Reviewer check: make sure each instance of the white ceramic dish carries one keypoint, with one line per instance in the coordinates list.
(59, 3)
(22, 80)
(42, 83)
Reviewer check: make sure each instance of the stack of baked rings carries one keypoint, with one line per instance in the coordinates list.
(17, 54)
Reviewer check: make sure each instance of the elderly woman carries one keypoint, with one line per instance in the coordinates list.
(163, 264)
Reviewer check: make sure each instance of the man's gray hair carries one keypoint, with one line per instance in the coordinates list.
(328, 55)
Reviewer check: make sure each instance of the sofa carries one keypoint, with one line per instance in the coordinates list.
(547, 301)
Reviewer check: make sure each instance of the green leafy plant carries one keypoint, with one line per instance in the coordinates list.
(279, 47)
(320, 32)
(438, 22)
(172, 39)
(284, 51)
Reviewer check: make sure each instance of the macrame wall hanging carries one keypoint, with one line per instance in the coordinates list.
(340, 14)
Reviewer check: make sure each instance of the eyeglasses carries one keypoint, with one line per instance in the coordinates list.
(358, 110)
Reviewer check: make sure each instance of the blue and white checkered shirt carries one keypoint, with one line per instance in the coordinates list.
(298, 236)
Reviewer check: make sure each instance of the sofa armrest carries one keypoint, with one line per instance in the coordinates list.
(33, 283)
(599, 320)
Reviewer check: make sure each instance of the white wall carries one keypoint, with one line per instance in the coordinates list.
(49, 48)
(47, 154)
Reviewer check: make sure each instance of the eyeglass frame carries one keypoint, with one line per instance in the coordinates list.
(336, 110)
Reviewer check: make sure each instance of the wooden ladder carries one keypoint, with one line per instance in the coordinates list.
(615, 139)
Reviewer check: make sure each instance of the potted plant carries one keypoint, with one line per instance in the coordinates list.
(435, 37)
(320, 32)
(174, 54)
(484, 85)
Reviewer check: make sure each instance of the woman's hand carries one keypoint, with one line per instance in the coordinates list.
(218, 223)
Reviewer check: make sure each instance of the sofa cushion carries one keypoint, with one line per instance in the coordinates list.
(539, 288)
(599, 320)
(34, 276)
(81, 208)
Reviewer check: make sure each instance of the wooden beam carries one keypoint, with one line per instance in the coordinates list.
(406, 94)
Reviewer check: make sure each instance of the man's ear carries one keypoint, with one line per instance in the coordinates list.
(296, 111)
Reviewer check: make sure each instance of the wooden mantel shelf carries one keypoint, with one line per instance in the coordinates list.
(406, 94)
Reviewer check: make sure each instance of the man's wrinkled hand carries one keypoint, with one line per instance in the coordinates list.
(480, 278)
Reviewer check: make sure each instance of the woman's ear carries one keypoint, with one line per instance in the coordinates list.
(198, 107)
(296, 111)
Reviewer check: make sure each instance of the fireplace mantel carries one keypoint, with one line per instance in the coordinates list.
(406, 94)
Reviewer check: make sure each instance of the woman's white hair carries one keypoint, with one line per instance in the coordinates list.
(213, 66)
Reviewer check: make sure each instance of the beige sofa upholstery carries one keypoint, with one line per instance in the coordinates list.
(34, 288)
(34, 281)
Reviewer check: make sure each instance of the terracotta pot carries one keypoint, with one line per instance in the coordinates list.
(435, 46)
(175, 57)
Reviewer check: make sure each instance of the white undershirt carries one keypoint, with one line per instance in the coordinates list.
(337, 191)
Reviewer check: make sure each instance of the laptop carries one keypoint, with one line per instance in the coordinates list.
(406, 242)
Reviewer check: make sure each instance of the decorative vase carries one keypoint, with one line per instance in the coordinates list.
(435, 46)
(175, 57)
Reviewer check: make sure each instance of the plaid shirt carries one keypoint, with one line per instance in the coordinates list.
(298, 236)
•••••
GIVEN INSTRUCTION
Quote all the records. Keep every word exact.

SOLUTION TO THE EXERCISE
Reviewer check: make sure each instance of the white ceramic dish carries one keypoint, with one line per instance in the coordinates list.
(59, 3)
(22, 80)
(42, 83)
Reviewer check: make sure each instance of the stack of baked rings carries one keypoint, with one line per instance in the coordinates list.
(17, 54)
Reviewer check: make sure each instance of the elderly woman carries one keypoint, with one line per instance in the coordinates list.
(163, 264)
Reviewer check: make sure each instance of the man's gray hair carries one keypoint, with one line per instance in the coordinates list.
(328, 55)
Reviewer check: make sure each instance of the sofa carries one keypoint, with one line per instance in the coordinates list.
(547, 301)
Reviewer check: make sure each instance of the green leafy plant carries one keypoint, with one line per instance in the coordinates list.
(279, 47)
(320, 32)
(438, 22)
(172, 39)
(284, 51)
Reviewer check: make sure each instance of the macrame wall hanging carries one keypoint, with one line per instance in the coordinates list.
(340, 14)
Reviewer check: make sure each instance of the eyeglasses carries one keypoint, with one line per instance in the coordinates list.
(358, 110)
Reviewer check: make sure each instance of the blue and white checkered shirt carries one keypoint, with one line per instance in the coordinates list.
(298, 236)
Reviewer check: make sure each instance of the sofa armrest carries one keypoint, with one line per instance in the coordinates list.
(33, 283)
(599, 320)
Reviewer check: make sure each instance of the white wall carries one keypoint, with one line per instance in the coordinates list.
(49, 48)
(47, 154)
Reviewer check: make sure each instance of the eyeglass frame carries one keypoint, with one line per instance in the coordinates list.
(336, 110)
Reviewer check: make sure each instance of the wooden ladder carries one keypoint, with one line per instance in the coordinates list.
(615, 139)
Reviewer check: make sure each instance of the potted plant carries one keypoint, with one line per instance in the coordinates list.
(435, 37)
(320, 32)
(174, 54)
(484, 85)
Reviewer check: make sure each instance of the woman's hand carries one keypoint, with one line per instance in the coordinates list.
(218, 223)
Reviewer check: make sure each instance of the sofa cushion carries one keypoint, with one line per instance in the coordinates list.
(539, 288)
(599, 320)
(34, 276)
(81, 208)
Reviewer check: make sure each instance of the wooden beam carries one keypoint, with one line per instance in the coordinates list.
(406, 94)
Reviewer check: make sure each instance of the man's ear carries one keypoint, with one line per instance in the coordinates list.
(296, 111)
Reviewer check: make sure each instance of the wooden mantel shelf carries one keypoint, with one line per instance in the coordinates list.
(406, 94)
Reviewer check: make sure each instance of the man's wrinkled hand carries one keypoint, with one line per instance in the coordinates list.
(480, 278)
Reviewer check: make sure each instance of the woman's ear carries one keypoint, with one line per instance in the coordinates list.
(198, 107)
(296, 111)
Reviewer check: make sure each instance of the fireplace mantel carries one keypoint, with one line per instance in the coordinates list.
(406, 94)
Reviewer check: make sure each instance of the woman's white hair carries one keypoint, with one line per instance in the coordinates list.
(213, 66)
Reviewer check: make sure each instance of the beige sofa upholstery carries one keypoint, with one line per instance in the coordinates list.
(34, 288)
(34, 281)
Reviewer check: make sure each instance of the terracotta pot carries one keypoint, with one line per instance in the coordinates list.
(435, 46)
(175, 57)
Reviewer check: make sure each instance of the white undershirt carries one keypoint, with one line per instance in the coordinates list.
(337, 191)
Reviewer check: make sure each instance of the laptop carries one keypoint, with one line per instance in the coordinates list.
(406, 242)
Reviewer check: make sure each instance of the decorative vase carries one keypoint, with one line per instance in the coordinates list.
(435, 46)
(175, 57)
Reviewer check: make sure each instance of the plaid shirt carries one keypoint, with one line per instance in the coordinates list.
(298, 236)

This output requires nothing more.